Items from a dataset
■ ■ ■ ■
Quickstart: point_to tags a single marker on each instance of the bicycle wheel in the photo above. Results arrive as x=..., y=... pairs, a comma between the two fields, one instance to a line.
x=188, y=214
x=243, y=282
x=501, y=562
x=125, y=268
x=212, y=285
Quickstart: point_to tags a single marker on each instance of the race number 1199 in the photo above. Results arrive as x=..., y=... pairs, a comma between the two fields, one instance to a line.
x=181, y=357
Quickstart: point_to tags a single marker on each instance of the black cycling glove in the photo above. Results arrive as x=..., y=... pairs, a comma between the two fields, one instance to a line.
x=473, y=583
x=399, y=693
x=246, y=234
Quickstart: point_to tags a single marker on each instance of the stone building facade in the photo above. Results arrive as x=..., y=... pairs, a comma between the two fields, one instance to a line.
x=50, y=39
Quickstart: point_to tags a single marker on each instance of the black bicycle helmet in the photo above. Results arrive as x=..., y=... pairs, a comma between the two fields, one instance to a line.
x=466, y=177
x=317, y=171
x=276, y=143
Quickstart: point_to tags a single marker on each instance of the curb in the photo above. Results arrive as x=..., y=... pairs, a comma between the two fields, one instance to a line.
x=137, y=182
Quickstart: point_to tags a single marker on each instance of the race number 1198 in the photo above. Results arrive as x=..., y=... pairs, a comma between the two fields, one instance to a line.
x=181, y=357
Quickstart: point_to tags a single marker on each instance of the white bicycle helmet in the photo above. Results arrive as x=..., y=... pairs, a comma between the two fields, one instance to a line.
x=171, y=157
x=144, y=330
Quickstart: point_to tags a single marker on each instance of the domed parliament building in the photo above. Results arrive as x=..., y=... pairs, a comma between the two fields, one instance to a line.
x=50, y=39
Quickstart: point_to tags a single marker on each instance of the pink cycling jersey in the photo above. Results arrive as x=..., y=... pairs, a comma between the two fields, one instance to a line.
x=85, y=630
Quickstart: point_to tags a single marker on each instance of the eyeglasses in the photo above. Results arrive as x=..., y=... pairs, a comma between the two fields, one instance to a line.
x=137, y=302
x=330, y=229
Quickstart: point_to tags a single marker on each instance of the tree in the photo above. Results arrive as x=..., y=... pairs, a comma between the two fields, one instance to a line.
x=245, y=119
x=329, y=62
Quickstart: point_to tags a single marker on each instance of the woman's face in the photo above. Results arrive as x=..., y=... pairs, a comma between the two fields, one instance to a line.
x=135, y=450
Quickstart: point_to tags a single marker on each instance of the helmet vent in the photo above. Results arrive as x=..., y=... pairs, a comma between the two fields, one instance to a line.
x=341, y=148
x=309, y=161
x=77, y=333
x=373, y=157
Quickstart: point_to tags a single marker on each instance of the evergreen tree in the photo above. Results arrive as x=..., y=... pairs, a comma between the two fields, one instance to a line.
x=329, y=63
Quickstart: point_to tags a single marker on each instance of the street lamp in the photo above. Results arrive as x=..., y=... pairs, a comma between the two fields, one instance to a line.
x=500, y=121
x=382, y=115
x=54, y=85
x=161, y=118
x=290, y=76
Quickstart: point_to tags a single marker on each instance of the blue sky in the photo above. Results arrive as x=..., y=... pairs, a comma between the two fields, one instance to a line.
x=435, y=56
■ ■ ■ ■
WHAT THIS TASK INVOLVES
Copy every row above word for word, keeping their order.

REPLY TO THE EXERCISE
Quickstart: point_to tags a single marker on each instance of the bicycle wheel in the photo above. Results arrive as x=..., y=... pairs, a comma between the two fields, one instance to a line.
x=188, y=214
x=243, y=282
x=501, y=562
x=125, y=268
x=212, y=285
Quickstart: point_to tags a single marker on each instance of the race number 1199 in the photo above. Results arrive as x=..., y=... pairs, a comma between the two fields, one instance to a line.
x=181, y=357
Quickstart: point_to tags a single marker on each instance of the black cycling glove in the photo above. Results arrive as x=..., y=... pairs, a comma between the two fields, one instance to a line.
x=473, y=583
x=399, y=693
x=246, y=234
Quickstart: point_to tags a single marker on each instance of the stone building facade in the photo above. Results arrive as x=..., y=... pairs, a comma between the two fields, one instance to a line.
x=50, y=39
Quickstart: point_to tags a single marker on each instance of the black bicycle helmet in the photo above. Results arrive as x=..., y=... pairs, a comma between the two fields, one instance to a line.
x=466, y=177
x=317, y=171
x=276, y=143
Quickstart: point_to tags a single marker on each instance of the curb in the photo above. Results arrive as x=..., y=... pairs, a comma between the two fields, one instance to a line.
x=137, y=182
Quickstart: point_to tags a single marker on each instance of the race number 1198 in the photo above. Results arrive as x=..., y=... pairs, a comma between the two fields, one instance to a line.
x=181, y=357
Quickstart: point_to tags a single marker on each instance of the white bicycle helmet in the photo above. Results arrive as x=..., y=... pairs, a comma between the two fields, one instance to a line.
x=171, y=157
x=144, y=330
Quickstart: point_to tags a single marker on each instance of the domed parliament building in the photo above. Results arrive as x=..., y=... pairs, a comma between the two fields, one instance to a line.
x=50, y=39
Quickstart: point_to tags a single marker on each instance of the pink cycling jersey in the photo above. Results arrive as x=..., y=... pairs, a comma between the two fields, one instance to a line.
x=85, y=630
Quickstart: point_to tags a single marker on each instance of the eyeglasses in the photo above. Results arrive as x=..., y=... pairs, a comma between the two fields, one instance to a line.
x=137, y=302
x=330, y=229
Quickstart: point_to tags a single marker on each instance of the tree in the photo above. Results arrive as x=..., y=... pairs, a comma between the two fields, one instance to a line.
x=245, y=119
x=329, y=62
Quickstart: point_to tags a single marker on each instance of the woman's face in the photo above. Results arrive as x=..., y=... pairs, a comma between the two fields, one instance to a line.
x=135, y=450
Quickstart: point_to tags a single marker on each instance of the helmet vent in the photo above. Results arrive as x=..., y=... pairs, a comma between the two fields, one instance to a line.
x=341, y=148
x=309, y=161
x=77, y=333
x=373, y=157
Quickstart: point_to tags a single marker on each instance of the evergreen tree in the photo above. Results arrive as x=..., y=... pairs, a comma between the two fields, one instance to a line.
x=329, y=63
Quickstart: point_to tags a single marker on each instance of the street lamp in the photo above. Results arrive as x=..., y=... pairs, a comma between the two fields, one instance to a line.
x=500, y=121
x=382, y=115
x=54, y=85
x=161, y=118
x=290, y=76
Quickstart: point_to tags a single marker on each instance of the blue sky in the photo above. Results arrive as x=..., y=... pairs, a comma between the two fields, one instance to a line.
x=435, y=56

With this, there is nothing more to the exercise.